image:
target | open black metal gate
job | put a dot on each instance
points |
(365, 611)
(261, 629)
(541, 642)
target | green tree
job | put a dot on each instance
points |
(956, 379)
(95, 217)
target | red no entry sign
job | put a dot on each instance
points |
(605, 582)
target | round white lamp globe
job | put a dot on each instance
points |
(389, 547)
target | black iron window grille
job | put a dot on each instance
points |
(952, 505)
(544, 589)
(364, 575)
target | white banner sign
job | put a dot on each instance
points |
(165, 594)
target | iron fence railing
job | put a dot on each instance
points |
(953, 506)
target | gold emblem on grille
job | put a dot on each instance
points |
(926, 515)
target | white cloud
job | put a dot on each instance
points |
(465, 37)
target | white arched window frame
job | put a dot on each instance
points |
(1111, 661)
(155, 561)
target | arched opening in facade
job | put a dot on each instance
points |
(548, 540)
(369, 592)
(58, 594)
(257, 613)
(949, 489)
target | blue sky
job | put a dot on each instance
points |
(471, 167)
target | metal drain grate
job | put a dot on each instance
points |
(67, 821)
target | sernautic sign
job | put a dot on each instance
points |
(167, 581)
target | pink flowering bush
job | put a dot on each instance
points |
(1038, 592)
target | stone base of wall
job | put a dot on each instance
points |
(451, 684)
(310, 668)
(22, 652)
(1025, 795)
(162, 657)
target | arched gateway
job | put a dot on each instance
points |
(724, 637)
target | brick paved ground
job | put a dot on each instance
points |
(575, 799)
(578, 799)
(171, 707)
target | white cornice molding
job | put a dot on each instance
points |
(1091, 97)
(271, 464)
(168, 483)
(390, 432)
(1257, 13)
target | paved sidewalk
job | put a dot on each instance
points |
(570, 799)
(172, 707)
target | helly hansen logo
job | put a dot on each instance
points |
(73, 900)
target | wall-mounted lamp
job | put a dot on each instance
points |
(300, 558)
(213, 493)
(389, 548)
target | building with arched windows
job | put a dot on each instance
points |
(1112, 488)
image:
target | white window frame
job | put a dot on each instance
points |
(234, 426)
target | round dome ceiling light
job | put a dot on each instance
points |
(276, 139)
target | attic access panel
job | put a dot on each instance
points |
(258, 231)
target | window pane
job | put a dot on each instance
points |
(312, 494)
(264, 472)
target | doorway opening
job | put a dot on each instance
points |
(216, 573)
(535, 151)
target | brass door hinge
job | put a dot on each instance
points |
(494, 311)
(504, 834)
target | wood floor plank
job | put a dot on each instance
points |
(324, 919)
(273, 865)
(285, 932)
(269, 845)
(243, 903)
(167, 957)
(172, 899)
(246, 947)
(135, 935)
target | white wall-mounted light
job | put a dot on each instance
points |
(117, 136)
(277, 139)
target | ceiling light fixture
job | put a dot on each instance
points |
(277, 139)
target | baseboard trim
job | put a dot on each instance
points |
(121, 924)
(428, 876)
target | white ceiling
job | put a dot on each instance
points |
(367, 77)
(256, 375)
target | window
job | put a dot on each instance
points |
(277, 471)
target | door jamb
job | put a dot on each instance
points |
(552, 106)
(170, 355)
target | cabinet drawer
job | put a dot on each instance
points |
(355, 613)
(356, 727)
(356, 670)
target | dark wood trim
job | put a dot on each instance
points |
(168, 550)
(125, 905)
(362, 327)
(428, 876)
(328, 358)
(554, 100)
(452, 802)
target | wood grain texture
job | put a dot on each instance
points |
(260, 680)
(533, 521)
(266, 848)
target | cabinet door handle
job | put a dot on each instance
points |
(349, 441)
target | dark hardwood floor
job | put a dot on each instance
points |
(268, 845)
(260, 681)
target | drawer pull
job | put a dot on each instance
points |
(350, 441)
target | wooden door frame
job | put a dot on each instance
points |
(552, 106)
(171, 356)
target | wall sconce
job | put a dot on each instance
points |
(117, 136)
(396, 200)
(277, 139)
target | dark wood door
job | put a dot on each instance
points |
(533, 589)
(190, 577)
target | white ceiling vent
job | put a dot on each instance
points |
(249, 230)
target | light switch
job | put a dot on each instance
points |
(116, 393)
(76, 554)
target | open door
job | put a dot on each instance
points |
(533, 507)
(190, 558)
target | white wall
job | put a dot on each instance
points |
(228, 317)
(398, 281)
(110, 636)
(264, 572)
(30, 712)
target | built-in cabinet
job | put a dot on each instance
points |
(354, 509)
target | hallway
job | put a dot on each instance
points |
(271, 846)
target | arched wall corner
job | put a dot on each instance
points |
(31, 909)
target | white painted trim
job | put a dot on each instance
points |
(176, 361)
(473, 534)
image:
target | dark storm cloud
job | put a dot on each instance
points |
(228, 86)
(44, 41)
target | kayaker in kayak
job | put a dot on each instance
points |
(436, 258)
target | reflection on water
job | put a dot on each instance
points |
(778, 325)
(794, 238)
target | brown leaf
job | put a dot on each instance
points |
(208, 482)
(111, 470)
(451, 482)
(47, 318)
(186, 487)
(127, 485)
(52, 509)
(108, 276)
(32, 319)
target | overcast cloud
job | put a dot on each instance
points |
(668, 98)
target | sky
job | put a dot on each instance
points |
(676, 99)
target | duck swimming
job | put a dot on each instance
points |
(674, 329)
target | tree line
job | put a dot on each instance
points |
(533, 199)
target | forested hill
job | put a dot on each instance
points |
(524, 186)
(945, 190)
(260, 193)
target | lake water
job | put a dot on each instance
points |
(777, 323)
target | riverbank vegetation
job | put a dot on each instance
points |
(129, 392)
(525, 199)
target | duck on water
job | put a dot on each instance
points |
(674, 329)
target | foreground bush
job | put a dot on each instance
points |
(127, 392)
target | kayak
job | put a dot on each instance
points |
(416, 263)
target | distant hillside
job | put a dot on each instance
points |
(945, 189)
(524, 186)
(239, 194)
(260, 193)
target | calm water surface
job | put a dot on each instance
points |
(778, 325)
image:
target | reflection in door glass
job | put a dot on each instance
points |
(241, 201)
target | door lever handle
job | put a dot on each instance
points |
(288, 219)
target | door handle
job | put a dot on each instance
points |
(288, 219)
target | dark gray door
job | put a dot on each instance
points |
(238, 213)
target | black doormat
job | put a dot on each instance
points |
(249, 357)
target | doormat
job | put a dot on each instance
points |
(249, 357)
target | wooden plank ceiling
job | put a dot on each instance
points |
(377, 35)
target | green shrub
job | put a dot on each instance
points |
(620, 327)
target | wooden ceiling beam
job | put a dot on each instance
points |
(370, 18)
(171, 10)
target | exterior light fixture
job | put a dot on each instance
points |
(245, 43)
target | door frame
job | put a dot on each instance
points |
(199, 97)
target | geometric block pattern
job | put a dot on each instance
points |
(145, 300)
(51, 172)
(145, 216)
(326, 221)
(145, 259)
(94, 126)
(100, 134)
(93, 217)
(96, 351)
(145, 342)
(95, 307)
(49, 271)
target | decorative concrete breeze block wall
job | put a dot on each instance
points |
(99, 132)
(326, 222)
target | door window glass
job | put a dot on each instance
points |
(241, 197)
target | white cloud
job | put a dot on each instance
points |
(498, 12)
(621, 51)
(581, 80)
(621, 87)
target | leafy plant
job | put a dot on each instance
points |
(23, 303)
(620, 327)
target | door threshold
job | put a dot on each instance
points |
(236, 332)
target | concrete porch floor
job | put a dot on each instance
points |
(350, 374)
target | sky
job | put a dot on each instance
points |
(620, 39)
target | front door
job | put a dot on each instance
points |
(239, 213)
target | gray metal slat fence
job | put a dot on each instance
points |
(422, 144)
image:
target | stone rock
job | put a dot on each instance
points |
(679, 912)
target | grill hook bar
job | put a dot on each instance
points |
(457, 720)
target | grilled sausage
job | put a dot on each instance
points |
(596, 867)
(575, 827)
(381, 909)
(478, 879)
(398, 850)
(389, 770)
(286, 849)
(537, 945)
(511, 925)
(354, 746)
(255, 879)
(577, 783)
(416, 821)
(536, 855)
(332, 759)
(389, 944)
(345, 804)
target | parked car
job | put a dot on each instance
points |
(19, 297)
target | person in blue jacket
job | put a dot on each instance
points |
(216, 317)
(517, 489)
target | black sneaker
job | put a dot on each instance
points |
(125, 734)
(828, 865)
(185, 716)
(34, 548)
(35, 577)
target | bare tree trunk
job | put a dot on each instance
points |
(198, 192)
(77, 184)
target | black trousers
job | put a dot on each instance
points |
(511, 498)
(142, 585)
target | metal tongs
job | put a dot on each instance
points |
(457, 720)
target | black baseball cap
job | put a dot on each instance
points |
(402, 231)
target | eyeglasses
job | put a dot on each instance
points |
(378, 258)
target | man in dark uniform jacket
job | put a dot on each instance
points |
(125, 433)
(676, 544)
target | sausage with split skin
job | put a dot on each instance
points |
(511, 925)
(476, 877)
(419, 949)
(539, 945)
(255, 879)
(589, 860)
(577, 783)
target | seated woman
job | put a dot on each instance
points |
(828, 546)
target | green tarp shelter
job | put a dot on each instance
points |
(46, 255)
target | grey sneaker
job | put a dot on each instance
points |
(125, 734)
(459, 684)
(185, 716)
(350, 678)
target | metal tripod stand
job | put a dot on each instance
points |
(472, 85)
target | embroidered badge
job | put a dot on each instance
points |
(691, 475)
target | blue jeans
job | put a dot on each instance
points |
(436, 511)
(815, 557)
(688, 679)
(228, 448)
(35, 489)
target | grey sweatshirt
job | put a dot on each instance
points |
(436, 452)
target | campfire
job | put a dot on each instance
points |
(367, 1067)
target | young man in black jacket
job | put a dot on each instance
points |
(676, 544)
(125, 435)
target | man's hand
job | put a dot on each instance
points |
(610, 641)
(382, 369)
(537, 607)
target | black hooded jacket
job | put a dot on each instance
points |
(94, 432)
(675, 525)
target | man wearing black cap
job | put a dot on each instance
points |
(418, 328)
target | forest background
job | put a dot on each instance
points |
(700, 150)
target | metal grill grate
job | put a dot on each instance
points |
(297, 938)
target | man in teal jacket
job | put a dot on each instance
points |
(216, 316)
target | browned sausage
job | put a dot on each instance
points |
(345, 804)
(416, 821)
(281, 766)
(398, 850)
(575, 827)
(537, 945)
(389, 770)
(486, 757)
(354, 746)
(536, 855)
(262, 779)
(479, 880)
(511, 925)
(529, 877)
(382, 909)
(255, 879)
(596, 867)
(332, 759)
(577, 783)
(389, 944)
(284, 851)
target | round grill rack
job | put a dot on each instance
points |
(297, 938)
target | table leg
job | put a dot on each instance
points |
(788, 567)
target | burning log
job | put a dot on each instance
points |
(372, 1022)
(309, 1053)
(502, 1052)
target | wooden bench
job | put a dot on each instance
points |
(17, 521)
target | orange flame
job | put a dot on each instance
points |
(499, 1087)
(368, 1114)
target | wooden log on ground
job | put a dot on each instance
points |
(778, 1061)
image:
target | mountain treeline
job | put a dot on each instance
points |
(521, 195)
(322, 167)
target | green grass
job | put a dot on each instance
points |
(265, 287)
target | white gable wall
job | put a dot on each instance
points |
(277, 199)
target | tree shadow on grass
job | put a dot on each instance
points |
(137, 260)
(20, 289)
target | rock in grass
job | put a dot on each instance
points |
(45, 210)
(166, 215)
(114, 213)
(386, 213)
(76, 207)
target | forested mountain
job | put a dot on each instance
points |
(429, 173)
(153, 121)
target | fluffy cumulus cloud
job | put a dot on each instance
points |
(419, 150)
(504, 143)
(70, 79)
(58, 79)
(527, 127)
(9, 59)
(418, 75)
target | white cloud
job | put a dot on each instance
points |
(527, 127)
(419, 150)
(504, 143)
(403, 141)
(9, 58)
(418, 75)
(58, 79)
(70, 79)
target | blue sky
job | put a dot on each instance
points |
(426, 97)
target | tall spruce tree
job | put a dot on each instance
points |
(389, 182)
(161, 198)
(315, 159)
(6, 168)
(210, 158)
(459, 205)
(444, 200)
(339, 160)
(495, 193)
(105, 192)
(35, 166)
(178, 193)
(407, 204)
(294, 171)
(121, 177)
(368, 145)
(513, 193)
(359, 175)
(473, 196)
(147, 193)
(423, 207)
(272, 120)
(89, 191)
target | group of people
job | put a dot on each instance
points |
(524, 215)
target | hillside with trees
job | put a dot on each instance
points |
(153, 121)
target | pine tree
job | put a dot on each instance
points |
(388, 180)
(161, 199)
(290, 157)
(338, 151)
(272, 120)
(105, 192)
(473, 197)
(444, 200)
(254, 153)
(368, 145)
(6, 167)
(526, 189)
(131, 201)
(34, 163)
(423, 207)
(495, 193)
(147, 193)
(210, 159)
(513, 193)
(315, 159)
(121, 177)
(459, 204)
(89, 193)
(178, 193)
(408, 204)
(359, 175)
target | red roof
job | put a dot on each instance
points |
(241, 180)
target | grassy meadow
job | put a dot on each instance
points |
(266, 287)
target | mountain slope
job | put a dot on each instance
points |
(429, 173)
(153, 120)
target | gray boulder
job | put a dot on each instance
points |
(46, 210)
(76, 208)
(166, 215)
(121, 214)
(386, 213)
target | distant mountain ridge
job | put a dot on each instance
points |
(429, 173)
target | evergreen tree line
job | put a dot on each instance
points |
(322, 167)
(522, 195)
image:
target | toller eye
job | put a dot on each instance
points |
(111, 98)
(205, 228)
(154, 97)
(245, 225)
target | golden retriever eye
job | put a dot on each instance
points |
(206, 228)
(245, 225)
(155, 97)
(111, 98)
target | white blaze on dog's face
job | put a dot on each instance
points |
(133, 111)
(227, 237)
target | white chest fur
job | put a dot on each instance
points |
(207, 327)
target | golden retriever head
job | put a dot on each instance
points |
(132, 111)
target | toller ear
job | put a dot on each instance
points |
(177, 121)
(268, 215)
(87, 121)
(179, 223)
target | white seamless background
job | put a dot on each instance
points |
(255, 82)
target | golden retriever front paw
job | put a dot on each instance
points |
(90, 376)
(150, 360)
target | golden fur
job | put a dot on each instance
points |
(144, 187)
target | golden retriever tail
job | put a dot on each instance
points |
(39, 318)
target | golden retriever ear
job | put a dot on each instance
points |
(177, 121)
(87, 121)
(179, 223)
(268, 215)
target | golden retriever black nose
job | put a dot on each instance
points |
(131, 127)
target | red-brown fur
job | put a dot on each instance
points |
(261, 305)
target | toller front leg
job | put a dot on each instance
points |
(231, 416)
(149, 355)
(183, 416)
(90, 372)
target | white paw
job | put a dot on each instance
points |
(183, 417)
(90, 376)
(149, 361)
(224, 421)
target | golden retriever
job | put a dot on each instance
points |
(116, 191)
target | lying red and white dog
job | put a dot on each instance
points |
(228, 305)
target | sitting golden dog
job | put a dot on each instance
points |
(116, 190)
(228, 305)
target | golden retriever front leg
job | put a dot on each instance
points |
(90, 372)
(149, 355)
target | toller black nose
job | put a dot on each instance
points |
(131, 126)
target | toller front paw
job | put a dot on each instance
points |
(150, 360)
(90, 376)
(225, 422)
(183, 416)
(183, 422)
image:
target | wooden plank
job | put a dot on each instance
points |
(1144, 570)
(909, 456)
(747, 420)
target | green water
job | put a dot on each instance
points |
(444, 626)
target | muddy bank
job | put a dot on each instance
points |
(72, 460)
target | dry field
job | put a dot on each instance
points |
··········
◆ THE PROBLEM:
Among the entries above, how many lines hold the string "kayak"? Answer with the bare number.

◆ OUTPUT:
2